§ Travail demandé
1. Recopiez à l'identique le passage de l'entretien sur Ce Cher mois d'août allant de « Le deuxième film » jusqu'à « un corps instable. » inclus.
2. Dans l'entretien sur Ce Cher mois d'août, réécrivez sous forme de liste la réponse qui commence par « Quelques semaines avant la date prévue », en gardant ses faits principaux.

§ Texte source
--------------------------------------------------
Le deuxième film du Portugais Miguel Gomes creuse une veine, affirme une oeuvre, c’est sûr, mais aussi prend le pari déconcertant de se réinventer déjà. Après l’étrange et bouleversant La Gueule que tu mérites, le voici près des rivières, des places de village et des bals d’été de quelques bourgades vacancières : il y filme des chansons, un mélodrame brûlant, une mamy DJ, des camions de pompiers et même une « nuit des couilles ». Cela donne Ce Cher mois d’août, un film dédicacé, un corps instable.
Chronic’art : L’origine du film ne ressemble pas tout à fait à ce qu’est aujourd’hui Ce Cher mois d’août. Au départ, il y a une impossibilité de tourner à la date prévue, faute d’argent. Pouvez-vous en dire un peu plus?
Miguel Gomes :Quelques semaines avant la date prévue pour le début du tournage, en 2006, mon producteur m’a dit que nous n’avions pas assez d’argent, qu’il serait plus judicieux d’attendre une année supplémentaire afin d’obtenir d’autres financements. Pour moi, si on peut se permettre de perdre de l’argent avec le temps, perdre du temps à trouver de l’argent est absurde. Pour cette raison je suis parti avec une petite équipe et une caméra 16 mm, pour la région d’Arganil, une région montagneuse du Portugal où se situe le film, sans acteurs, et sans scénario. Durant le mois d’août, beaucoup de fêtes s’y déroulent, et c’est cela que nous avons filmé, moins comme repérages que comme documentaire à part entière. Nous avons tourné ce qui constitue aujourd’hui la première partie du film, en essayant ensuite d’établir des connexions avec le scénario abandonné. Et le moment précis où le film a commencé à prendre sa forme finale, se partage entre ce premier tournage « documentaire », le montage de ce que nous avions filmés, et le travail de réécriture que nous avons fait simultanément au montage de cette partie documentaire. C’est donc un processus assez organique qui a présidé au film, assez éloigné de l’organisation traditionnelle de la fabrication d’un film (écriture du scénario, tournage, montage). La conclusion à tirer de tout cela, c’est que la pauvreté, en art, peut parfois se transformer en véritable luxe : douze semaines de tournages en totalité, en pellicule 16 et 35 mm, et la possibilité de retravailler le film entre deux tournages !
--------------------------------------------------
§ Données disponibles
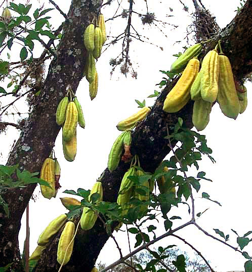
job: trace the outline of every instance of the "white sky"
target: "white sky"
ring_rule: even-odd
[[[91,188],[96,179],[106,168],[110,148],[115,139],[120,133],[116,129],[116,124],[120,120],[137,111],[137,105],[135,99],[142,101],[145,99],[147,106],[153,104],[155,98],[146,98],[153,94],[154,89],[160,90],[158,86],[155,86],[155,84],[158,83],[162,77],[162,74],[159,70],[170,70],[171,64],[175,59],[172,55],[180,51],[182,51],[182,46],[186,44],[184,41],[174,45],[175,41],[182,40],[186,36],[186,27],[190,22],[190,14],[194,10],[191,3],[192,2],[188,0],[184,1],[189,7],[189,13],[187,13],[182,10],[183,7],[179,1],[173,2],[173,6],[172,4],[171,6],[162,4],[160,3],[161,1],[158,1],[157,4],[156,1],[147,1],[149,11],[154,11],[157,19],[163,20],[165,13],[174,14],[176,17],[171,19],[167,18],[166,21],[175,24],[180,24],[181,26],[173,31],[170,29],[164,30],[168,35],[167,38],[162,35],[156,28],[150,29],[148,27],[145,27],[145,29],[147,31],[145,30],[144,34],[149,35],[151,37],[150,41],[161,46],[164,51],[161,51],[154,46],[143,44],[141,42],[132,43],[130,55],[134,68],[138,68],[137,80],[132,79],[130,75],[126,79],[118,73],[115,73],[110,80],[111,67],[108,65],[108,62],[111,58],[116,57],[119,54],[120,44],[115,46],[111,50],[106,51],[98,60],[97,63],[99,74],[98,94],[93,101],[91,102],[89,98],[88,81],[85,78],[81,80],[76,95],[82,106],[86,127],[85,129],[78,127],[78,151],[75,160],[73,162],[68,162],[64,158],[61,131],[56,140],[54,150],[61,166],[60,182],[62,188],[56,199],[49,201],[39,194],[35,202],[33,201],[30,202],[30,253],[36,246],[39,235],[48,223],[59,214],[67,212],[61,204],[59,198],[70,196],[62,192],[66,189],[76,190],[78,188],[85,189]],[[202,2],[206,8],[209,8],[210,11],[216,16],[217,22],[222,28],[225,27],[234,17],[236,14],[234,11],[240,3],[238,0]],[[128,2],[124,1],[124,2],[123,7],[127,9]],[[141,5],[141,7],[144,8],[144,1],[135,0],[135,2],[137,5]],[[162,2],[166,3],[166,1]],[[36,1],[31,0],[30,3],[35,4]],[[55,1],[55,3],[65,12],[67,12],[68,5],[64,6],[62,1],[60,0]],[[211,3],[211,5],[207,4],[209,3]],[[47,8],[48,4],[48,1],[47,1]],[[169,11],[170,7],[174,10],[172,13]],[[144,12],[141,9],[138,10],[139,13]],[[107,18],[111,17],[114,10],[115,8],[112,12],[108,7],[102,12]],[[225,16],[223,16],[224,11]],[[53,21],[52,20],[52,22],[54,23],[57,22],[57,25],[59,25],[62,21],[62,17],[57,12],[54,13],[54,12],[52,12],[49,14],[51,16],[53,14]],[[137,22],[139,22],[137,16],[135,16],[133,20],[133,23],[137,26],[138,31],[142,32],[143,27],[141,25],[137,24]],[[106,24],[107,33],[109,32],[111,22],[112,21],[110,21],[109,23]],[[120,31],[122,32],[125,24],[125,21],[123,20],[115,20],[111,31],[115,32],[118,29],[118,31],[121,29]],[[7,51],[4,54],[6,54],[6,53]],[[38,54],[38,55],[35,57],[37,57]],[[17,55],[18,56],[19,53]],[[206,172],[206,176],[212,179],[214,182],[202,182],[202,189],[199,196],[201,195],[202,192],[206,192],[212,199],[221,202],[222,207],[212,204],[206,200],[198,198],[195,200],[196,213],[209,208],[197,220],[198,223],[213,235],[217,236],[213,229],[219,229],[225,234],[230,234],[230,241],[229,242],[234,246],[237,245],[236,237],[231,231],[231,229],[236,230],[241,236],[247,231],[252,230],[249,216],[251,211],[250,192],[252,185],[249,182],[251,177],[249,177],[249,172],[252,150],[249,144],[250,141],[250,130],[247,125],[250,123],[252,114],[250,104],[252,97],[249,92],[252,86],[251,84],[247,84],[246,86],[248,91],[248,106],[245,112],[234,121],[224,116],[218,105],[216,105],[211,114],[210,122],[201,133],[206,135],[207,144],[213,150],[213,155],[217,163],[213,164],[206,157],[201,162],[200,170]],[[23,112],[22,111],[21,104],[17,108],[19,111]],[[7,120],[13,121],[13,119],[9,116],[6,119]],[[1,149],[4,158],[2,163],[5,162],[8,156],[13,140],[17,139],[18,137],[15,130],[12,127],[8,130],[8,139],[5,135],[0,136],[0,141],[2,143],[4,141],[5,146],[7,147],[5,149],[3,147]],[[196,172],[195,173],[196,174]],[[35,193],[37,195],[38,191],[37,187]],[[183,219],[183,222],[185,222],[189,219],[186,206],[181,205],[179,207],[179,209],[173,209],[171,216],[183,216],[184,218]],[[24,216],[19,235],[20,246],[22,250],[25,239],[25,219]],[[177,225],[176,224],[182,223],[180,221],[182,220],[175,220],[174,226]],[[122,230],[124,229],[123,228]],[[164,232],[163,226],[160,223],[157,235],[161,235]],[[216,267],[218,272],[244,270],[243,264],[246,260],[240,254],[201,234],[194,227],[187,227],[178,232],[178,235],[192,244],[207,259],[211,261],[212,266]],[[125,233],[117,233],[115,234],[115,237],[122,248],[123,254],[128,254],[128,246]],[[134,247],[134,237],[132,236],[132,248]],[[188,246],[172,238],[164,239],[155,246],[157,247],[160,244],[167,245],[173,244],[181,247],[182,250],[192,252]],[[251,254],[251,245],[248,245],[245,247],[244,250],[247,251],[249,254],[250,250]],[[111,250],[114,252],[112,254],[111,254]],[[108,254],[108,252],[109,252]],[[119,253],[114,242],[109,240],[101,252],[98,261],[101,260],[108,265],[119,257]]]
--------------------------------------------------
§ Corrigé des exercices
1.
Le deuxième film du Portugais Miguel Gomes creuse une veine, affirme une oeuvre, c’est sûr, mais aussi prend le pari déconcertant de se réinventer déjà. Après l’étrange et bouleversant La Gueule que tu mérites, le voici près des rivières, des places de village et des bals d’été de quelques bourgades vacancières : il y filme des chansons, un mélodrame brûlant, une mamy DJ, des camions de pompiers et même une « nuit des couilles ». Cela donne Ce Cher mois d’août, un film dédicacé, un corps instable.

2.
- Quelques semaines avant le tournage prévu en 2006, le producteur a annoncé qu'il manquait de l'argent. Il a proposé d'attendre un an pour trouver d'autres financements.
- Pour Miguel Gomes, perdre du temps à chercher de l'argent est absurde.
- Il est donc parti dans la région d'Arganil, une région montagneuse du Portugal où se situe le film. Il avait une petite équipe et une caméra 16 mm, mais ni acteurs ni scénario.
- En août, l'équipe y a filmé les nombreuses fêtes, comme un documentaire à part entière plutôt que comme des repérages. Ces images forment aujourd'hui la première partie du film.
- L'équipe a ensuite cherché des connexions avec le scénario abandonné. La forme finale est née du tournage documentaire, de son montage et de la réécriture menée en même temps que ce montage.
- Ce processus organique s'éloigne de l'ordre habituel : écriture du scénario, tournage, montage.
- Conclusion : en art, la pauvreté peut devenir un luxe. Le film a bénéficié de douze semaines de tournage en 16 et 35 mm, et de la possibilité d'être retravaillé entre deux tournages.